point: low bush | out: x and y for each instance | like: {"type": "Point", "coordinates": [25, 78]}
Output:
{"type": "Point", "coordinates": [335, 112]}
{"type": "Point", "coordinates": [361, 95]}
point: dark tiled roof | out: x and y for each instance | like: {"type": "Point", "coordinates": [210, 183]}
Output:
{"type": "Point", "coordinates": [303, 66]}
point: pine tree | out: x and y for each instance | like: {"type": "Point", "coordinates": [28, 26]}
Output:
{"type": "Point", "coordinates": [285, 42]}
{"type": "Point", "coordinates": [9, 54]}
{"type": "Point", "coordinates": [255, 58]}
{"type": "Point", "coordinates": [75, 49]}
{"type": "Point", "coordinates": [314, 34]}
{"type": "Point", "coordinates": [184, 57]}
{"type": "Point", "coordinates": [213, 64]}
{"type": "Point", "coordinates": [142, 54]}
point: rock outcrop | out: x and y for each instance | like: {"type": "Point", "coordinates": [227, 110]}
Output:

--------

▶ _REQUIRED WORK_
Reproduce the records above verbatim, starting at the line that contains "point: pine tree" and ending at the final line of the records.

▶ _TASK SOLUTION_
point: pine tree | out: x and y for each instance | like: {"type": "Point", "coordinates": [28, 26]}
Output:
{"type": "Point", "coordinates": [285, 42]}
{"type": "Point", "coordinates": [9, 54]}
{"type": "Point", "coordinates": [255, 58]}
{"type": "Point", "coordinates": [75, 49]}
{"type": "Point", "coordinates": [314, 34]}
{"type": "Point", "coordinates": [184, 57]}
{"type": "Point", "coordinates": [213, 64]}
{"type": "Point", "coordinates": [142, 54]}
point: rock outcrop | out: x and y for each instance | like: {"type": "Point", "coordinates": [227, 110]}
Output:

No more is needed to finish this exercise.